WHAT IS NEEDED — Copy the entries from the line containing "Note: point out the house" up to and including the line containing "point(105, 30)", swapping "bush" for "shrub" and changing nothing else. Omit the pictures from your copy.

MATERIALS PROVIDED —
□ □ □ □ □ □ □

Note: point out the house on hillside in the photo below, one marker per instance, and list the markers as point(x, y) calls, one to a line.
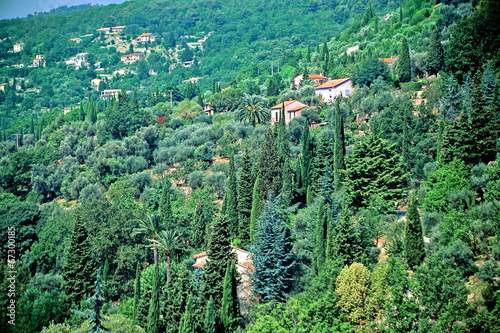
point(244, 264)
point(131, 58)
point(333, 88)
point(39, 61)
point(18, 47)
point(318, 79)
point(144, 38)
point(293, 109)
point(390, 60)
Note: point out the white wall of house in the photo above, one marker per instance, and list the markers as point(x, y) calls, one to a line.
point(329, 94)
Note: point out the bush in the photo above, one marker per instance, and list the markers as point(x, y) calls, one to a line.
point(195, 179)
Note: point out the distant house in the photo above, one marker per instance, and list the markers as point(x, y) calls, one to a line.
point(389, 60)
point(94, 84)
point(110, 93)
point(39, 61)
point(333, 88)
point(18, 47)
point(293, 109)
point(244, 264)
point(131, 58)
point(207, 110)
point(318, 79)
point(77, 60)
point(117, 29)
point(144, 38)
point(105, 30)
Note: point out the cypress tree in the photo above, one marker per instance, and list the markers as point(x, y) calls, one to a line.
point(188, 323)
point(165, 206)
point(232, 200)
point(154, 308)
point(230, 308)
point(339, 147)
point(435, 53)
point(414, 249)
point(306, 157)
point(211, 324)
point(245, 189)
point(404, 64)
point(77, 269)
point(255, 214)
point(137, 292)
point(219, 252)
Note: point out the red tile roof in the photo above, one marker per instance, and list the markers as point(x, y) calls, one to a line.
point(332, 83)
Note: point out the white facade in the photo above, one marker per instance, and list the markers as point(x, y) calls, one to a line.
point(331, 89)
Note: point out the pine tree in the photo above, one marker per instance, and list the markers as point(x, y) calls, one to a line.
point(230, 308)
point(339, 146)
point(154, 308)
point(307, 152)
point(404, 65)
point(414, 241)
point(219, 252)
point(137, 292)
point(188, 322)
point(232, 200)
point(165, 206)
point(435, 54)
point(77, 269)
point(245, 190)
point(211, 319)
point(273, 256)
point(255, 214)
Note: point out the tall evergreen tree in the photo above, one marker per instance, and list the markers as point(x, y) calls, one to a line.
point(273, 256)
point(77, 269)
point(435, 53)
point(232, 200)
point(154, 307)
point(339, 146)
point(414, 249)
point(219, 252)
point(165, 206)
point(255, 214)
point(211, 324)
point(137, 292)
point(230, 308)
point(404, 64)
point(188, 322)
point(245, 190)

□ □ □ □ □ □ □

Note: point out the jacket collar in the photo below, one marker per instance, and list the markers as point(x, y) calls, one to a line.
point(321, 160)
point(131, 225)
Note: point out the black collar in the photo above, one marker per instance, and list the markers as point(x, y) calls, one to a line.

□ □ □ □ □ □ □

EXPECTED OUTPUT —
Note: point out the house on hillside in the photo below, one marker per instance, and list the markers as point(x, y) calls, one to a line.
point(244, 264)
point(131, 58)
point(333, 88)
point(39, 61)
point(18, 47)
point(318, 79)
point(144, 38)
point(293, 109)
point(390, 60)
Note: point out the white wall of house in the photo above, one marker per instance, and list the markers as point(x, y) calls, one to a line.
point(329, 94)
Note: point out the shrub in the photo above, one marker per instance, and list the markers as point(x, y) calls, one to a line.
point(195, 179)
Note: point out the distant house in the photo above, one marker per instance, and list the markers as point(x, y) calls, one to a line.
point(389, 60)
point(94, 84)
point(110, 93)
point(39, 61)
point(333, 88)
point(18, 47)
point(293, 109)
point(244, 264)
point(131, 58)
point(207, 110)
point(318, 79)
point(77, 60)
point(117, 29)
point(144, 38)
point(105, 30)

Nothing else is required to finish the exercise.